PASSAGE:
Latest developments in Myanmar

In China, Foreign Affairs, human rights on October 13, 2007 by Editor Z

The ruling Military regime in Myanmar balked at the passage of a United Nations resolution, criticizing the heavy handed stifling of dissident protests that occurred in late September weeks ago and have been silenced since.

The United Nation Security Council passed the resolution unanimously, after removing any talk of sanctions, instead the compromise resolution calling on the Myanmar ruling Military Junta to foster an ” inclusive national reconciliation”.

The compromise came after such countries as China and perhaps Russia, both of which have sold the Junta military arms, rejected such options as enacting an arms embargo, which would end any company or entity from selling weapons to the ruling Junta. Despite a U.S push for stronger condemnation, China the Geo-political powerhouse who has allied itself with Myanmar and wields great influence in Asia, stated that this is largely an internal domestic matter for the Myanmar military regime and that the international community should only play a minor supporting role in a more constructive relationship between the rulers and pro-democracy advocates within the Asian country.

“The Myanmar issue should be fundamentally and properly resolved with the efforts of Myanmar themselves and through consultation. China is ready to actively promote the proper settlement of the Myanmar issue together with the international community,” stated Chinese Foreign Ministery spokesperson Liu Jiancho .

[Stored dataset entries]
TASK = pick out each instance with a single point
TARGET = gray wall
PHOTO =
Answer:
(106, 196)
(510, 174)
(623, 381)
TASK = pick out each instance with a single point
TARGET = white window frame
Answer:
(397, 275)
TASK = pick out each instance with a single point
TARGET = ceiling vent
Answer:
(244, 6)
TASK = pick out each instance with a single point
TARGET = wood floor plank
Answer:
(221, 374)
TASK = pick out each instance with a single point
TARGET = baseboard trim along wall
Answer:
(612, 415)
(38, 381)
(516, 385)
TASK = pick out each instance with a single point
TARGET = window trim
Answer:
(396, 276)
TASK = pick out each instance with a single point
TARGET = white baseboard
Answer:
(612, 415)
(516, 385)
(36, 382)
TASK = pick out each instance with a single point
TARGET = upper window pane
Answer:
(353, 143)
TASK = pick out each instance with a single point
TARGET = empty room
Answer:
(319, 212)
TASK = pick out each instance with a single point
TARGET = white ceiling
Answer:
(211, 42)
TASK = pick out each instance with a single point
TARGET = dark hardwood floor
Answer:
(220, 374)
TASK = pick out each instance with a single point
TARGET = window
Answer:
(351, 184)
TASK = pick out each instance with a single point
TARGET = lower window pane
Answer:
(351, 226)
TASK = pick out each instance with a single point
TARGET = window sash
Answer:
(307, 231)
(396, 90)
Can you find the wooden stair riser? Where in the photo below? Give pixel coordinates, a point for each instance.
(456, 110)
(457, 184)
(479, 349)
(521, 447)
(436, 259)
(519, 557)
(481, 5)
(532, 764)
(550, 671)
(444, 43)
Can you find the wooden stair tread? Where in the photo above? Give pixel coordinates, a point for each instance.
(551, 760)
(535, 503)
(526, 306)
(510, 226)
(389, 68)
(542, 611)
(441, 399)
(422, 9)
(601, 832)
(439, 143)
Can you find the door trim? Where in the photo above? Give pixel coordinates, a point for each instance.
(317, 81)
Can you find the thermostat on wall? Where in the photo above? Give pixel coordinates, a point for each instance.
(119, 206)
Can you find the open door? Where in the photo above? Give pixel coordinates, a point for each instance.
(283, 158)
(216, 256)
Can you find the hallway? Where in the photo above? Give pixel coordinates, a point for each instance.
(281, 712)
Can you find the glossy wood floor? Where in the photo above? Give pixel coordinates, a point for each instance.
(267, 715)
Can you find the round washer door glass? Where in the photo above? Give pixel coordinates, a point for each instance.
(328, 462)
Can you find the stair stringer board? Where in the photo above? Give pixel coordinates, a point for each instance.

WORK INSTRUCTIONS:
Reproduce the part of the Myanmar article starting with "Latest developments in Myanmar" and going on through "been silenced since.". These entries were taken from a separate source.

ANSWER BOX:
Latest developments in Myanmar

In China, Foreign Affairs, human rights on October 13, 2007 by Editor Z

The ruling Military regime in Myanmar balked at the passage of a United Nations resolution, criticizing the heavy handed stifling of dissident protests that occurred in late September weeks ago and have been silenced since.